*Assignment:* Rewrite the lines below, swapping every "clicks" for "points" and leaving everything else untouched.

Data excerpts:
--------
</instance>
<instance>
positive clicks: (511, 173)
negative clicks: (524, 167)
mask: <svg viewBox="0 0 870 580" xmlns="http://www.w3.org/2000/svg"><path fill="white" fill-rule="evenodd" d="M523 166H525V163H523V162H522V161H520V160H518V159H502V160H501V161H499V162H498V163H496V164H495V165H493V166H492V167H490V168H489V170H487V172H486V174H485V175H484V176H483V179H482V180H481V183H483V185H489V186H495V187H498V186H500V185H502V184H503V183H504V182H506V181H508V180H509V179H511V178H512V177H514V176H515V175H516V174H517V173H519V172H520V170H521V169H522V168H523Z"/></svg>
--------
*Task output:*
</instance>
<instance>
positive points: (511, 173)
negative points: (524, 167)
mask: <svg viewBox="0 0 870 580" xmlns="http://www.w3.org/2000/svg"><path fill="white" fill-rule="evenodd" d="M523 166H525V163H523V162H522V161H520V160H518V159H502V160H501V161H499V162H498V163H496V164H495V165H493V166H492V167H490V168H489V170H487V172H486V174H485V175H484V176H483V179H482V180H481V183H483V185H489V186H495V187H498V186H500V185H502V184H503V183H504V182H506V181H508V180H509V179H511V178H512V177H514V176H515V175H516V174H517V173H519V172H520V170H521V169H522V168H523Z"/></svg>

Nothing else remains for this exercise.